EXCERPTED RECORDS -
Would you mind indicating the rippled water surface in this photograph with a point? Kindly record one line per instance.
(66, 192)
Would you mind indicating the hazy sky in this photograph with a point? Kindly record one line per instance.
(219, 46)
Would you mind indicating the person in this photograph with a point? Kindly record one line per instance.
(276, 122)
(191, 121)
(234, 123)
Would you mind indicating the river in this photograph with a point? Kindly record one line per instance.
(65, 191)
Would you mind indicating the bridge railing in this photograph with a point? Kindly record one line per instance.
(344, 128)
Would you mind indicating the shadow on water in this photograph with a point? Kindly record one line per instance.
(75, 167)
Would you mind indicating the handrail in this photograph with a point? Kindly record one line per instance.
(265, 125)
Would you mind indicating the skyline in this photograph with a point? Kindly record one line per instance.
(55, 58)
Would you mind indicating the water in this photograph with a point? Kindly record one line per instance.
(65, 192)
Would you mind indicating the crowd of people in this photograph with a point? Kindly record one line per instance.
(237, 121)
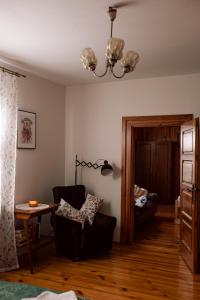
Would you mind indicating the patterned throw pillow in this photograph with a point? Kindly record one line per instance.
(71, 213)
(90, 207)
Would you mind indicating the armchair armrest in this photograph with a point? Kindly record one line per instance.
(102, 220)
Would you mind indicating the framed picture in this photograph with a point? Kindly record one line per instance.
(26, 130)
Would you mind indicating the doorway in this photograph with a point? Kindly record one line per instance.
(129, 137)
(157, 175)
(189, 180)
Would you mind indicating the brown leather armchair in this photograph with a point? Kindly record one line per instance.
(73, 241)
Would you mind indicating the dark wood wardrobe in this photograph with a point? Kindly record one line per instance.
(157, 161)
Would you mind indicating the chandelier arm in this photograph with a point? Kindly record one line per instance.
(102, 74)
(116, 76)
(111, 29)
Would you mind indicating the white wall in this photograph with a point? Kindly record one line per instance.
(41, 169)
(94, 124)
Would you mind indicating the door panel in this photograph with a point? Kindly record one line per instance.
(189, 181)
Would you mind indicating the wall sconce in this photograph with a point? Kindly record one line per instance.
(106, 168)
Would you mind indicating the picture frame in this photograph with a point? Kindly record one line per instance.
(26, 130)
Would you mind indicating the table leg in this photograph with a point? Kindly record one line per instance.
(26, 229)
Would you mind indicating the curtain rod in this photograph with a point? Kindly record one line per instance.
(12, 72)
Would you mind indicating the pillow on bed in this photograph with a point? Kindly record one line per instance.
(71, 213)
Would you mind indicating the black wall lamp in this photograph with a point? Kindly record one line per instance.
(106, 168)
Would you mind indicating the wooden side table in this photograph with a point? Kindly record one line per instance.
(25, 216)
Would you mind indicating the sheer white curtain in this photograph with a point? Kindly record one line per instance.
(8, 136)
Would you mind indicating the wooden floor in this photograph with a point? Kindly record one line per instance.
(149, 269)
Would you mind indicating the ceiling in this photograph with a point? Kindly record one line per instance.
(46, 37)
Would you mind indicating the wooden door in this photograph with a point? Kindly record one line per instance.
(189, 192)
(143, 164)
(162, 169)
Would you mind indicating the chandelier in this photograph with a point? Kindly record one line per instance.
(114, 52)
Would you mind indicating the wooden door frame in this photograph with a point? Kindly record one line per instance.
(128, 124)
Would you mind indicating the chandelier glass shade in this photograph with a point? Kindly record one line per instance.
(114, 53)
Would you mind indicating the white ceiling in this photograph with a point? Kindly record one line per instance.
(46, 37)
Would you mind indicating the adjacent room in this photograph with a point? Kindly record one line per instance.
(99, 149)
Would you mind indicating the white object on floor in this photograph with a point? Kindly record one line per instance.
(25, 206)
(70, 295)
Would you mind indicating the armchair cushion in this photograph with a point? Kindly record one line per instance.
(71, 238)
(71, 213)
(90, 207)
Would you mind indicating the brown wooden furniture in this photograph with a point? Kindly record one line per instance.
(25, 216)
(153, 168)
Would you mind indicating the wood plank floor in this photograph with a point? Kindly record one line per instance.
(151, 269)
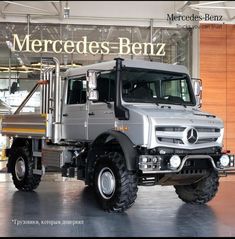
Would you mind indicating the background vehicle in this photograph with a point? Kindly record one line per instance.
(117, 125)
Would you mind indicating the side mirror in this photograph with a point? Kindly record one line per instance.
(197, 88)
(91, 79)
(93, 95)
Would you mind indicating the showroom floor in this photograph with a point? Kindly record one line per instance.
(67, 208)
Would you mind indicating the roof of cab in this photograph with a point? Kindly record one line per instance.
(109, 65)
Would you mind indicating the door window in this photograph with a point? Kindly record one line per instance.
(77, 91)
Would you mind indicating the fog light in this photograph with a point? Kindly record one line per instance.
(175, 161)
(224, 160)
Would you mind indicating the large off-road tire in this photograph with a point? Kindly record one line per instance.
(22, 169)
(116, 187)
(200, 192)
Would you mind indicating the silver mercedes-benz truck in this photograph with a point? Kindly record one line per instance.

...

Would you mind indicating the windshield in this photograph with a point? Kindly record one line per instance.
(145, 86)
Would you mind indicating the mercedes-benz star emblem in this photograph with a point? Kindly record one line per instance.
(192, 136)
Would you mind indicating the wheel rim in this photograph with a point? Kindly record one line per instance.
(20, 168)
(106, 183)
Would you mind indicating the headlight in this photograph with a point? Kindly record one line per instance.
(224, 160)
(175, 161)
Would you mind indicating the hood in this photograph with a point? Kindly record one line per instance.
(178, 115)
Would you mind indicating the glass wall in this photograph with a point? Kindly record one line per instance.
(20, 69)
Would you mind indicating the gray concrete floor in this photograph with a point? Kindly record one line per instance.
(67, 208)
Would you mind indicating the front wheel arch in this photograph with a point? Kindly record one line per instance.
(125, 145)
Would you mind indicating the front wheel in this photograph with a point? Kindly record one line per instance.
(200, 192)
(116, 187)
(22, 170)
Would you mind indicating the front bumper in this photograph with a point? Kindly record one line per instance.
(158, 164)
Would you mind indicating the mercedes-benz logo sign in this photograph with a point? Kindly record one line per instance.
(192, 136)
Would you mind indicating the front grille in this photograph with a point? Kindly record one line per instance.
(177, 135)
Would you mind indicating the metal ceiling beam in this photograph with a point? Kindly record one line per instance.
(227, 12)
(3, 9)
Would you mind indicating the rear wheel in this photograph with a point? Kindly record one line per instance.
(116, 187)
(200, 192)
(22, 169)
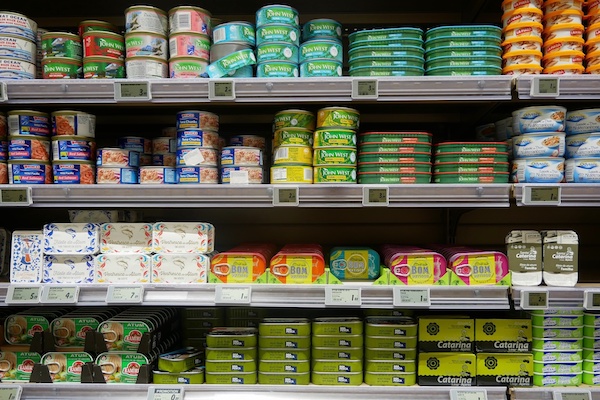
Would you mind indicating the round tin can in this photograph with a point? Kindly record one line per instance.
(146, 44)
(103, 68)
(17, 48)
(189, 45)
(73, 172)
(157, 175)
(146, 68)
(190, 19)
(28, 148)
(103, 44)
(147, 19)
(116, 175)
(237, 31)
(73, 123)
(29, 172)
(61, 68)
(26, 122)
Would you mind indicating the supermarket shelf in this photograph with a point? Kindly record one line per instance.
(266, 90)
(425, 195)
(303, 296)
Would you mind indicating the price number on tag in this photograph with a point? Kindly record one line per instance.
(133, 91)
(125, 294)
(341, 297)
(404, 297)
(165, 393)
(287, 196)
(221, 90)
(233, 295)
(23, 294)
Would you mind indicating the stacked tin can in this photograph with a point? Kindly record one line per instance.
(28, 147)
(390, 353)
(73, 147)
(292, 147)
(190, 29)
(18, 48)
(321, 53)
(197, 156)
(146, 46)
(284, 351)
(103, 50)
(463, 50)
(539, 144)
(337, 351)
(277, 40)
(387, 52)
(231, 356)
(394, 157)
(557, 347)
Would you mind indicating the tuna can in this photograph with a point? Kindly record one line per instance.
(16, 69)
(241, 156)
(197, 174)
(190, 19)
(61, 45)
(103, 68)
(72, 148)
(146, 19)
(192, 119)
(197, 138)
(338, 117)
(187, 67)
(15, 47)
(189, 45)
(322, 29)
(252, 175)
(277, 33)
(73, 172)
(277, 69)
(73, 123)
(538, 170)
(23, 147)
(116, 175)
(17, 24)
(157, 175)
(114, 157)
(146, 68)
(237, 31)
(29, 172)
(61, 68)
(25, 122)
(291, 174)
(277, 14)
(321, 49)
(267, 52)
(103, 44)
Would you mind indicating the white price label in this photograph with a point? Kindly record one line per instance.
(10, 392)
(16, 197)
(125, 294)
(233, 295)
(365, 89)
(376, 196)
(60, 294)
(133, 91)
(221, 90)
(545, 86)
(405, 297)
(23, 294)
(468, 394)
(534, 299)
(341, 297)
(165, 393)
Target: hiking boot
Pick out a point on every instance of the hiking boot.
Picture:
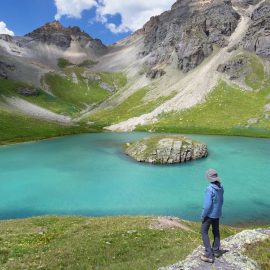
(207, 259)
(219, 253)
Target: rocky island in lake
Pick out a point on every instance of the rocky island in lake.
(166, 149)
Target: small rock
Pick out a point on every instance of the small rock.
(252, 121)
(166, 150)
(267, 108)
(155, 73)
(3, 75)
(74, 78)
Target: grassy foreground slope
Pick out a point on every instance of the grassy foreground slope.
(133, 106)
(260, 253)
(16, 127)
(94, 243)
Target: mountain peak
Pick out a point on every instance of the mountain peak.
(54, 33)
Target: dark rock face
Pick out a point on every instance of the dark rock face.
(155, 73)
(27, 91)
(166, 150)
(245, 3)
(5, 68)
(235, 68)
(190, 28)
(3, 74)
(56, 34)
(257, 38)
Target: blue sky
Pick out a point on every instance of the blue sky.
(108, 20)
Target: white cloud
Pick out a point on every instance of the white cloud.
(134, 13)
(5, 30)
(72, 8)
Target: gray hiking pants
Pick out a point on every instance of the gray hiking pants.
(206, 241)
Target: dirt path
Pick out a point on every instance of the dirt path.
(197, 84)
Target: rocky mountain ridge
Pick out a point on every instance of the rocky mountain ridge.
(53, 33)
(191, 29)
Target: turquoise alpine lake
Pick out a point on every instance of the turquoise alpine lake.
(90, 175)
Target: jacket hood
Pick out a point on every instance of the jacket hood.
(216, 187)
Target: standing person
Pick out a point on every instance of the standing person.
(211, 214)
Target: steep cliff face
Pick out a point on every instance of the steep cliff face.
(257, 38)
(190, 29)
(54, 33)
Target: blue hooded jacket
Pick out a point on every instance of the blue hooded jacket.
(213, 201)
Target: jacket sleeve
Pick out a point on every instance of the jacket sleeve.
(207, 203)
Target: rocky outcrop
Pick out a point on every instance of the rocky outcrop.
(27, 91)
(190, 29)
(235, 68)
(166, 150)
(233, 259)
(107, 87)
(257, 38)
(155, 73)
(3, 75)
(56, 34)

...

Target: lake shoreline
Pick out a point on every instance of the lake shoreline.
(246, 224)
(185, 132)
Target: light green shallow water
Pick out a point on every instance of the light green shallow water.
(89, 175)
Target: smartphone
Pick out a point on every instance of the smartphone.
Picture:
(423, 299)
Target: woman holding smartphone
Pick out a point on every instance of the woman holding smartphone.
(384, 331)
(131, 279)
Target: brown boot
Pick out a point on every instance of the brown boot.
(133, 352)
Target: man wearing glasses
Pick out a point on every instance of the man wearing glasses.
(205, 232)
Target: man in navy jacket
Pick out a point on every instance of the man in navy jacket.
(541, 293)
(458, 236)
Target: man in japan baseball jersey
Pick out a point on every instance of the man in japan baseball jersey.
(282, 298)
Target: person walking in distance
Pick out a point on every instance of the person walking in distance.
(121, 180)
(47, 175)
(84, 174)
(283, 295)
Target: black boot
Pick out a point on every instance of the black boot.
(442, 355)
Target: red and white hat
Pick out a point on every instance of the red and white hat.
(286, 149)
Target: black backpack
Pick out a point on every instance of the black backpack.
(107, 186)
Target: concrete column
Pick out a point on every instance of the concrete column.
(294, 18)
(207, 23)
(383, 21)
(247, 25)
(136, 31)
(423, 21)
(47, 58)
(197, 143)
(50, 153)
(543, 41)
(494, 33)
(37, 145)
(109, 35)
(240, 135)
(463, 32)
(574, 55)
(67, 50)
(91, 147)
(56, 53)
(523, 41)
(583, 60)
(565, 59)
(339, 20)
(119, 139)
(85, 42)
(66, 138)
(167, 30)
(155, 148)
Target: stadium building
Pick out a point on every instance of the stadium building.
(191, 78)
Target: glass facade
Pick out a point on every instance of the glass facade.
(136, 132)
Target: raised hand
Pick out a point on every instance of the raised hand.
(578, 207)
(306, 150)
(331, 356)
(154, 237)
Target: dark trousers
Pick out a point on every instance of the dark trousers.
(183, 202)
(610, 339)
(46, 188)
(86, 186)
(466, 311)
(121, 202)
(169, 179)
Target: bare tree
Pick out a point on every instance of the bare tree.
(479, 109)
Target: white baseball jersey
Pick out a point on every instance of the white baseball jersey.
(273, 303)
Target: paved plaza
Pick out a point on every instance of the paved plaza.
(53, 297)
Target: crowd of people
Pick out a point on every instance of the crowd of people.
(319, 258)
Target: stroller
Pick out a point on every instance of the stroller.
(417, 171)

THE PROBLEM - Render the stretch of the entries that begins with the line containing "Would you mind indicating the fog" and ends with the line containing "Would you mind indicating the silver" as a numbered list, both of those lines included. Leave out any blank lines.

EXERCISE OUTPUT -
1. Would you mind indicating the fog light in this photograph with a point? Kindly record one line per instance.
2. (175, 161)
3. (224, 160)
4. Would you mind indicating the large off-road tire in this photograph with a point? Kindly record one line per instance.
5. (22, 169)
6. (116, 187)
7. (200, 192)
8. Would you mind indicating the silver mercedes-benz truck in this photograph with a point? Kindly record one line per instance.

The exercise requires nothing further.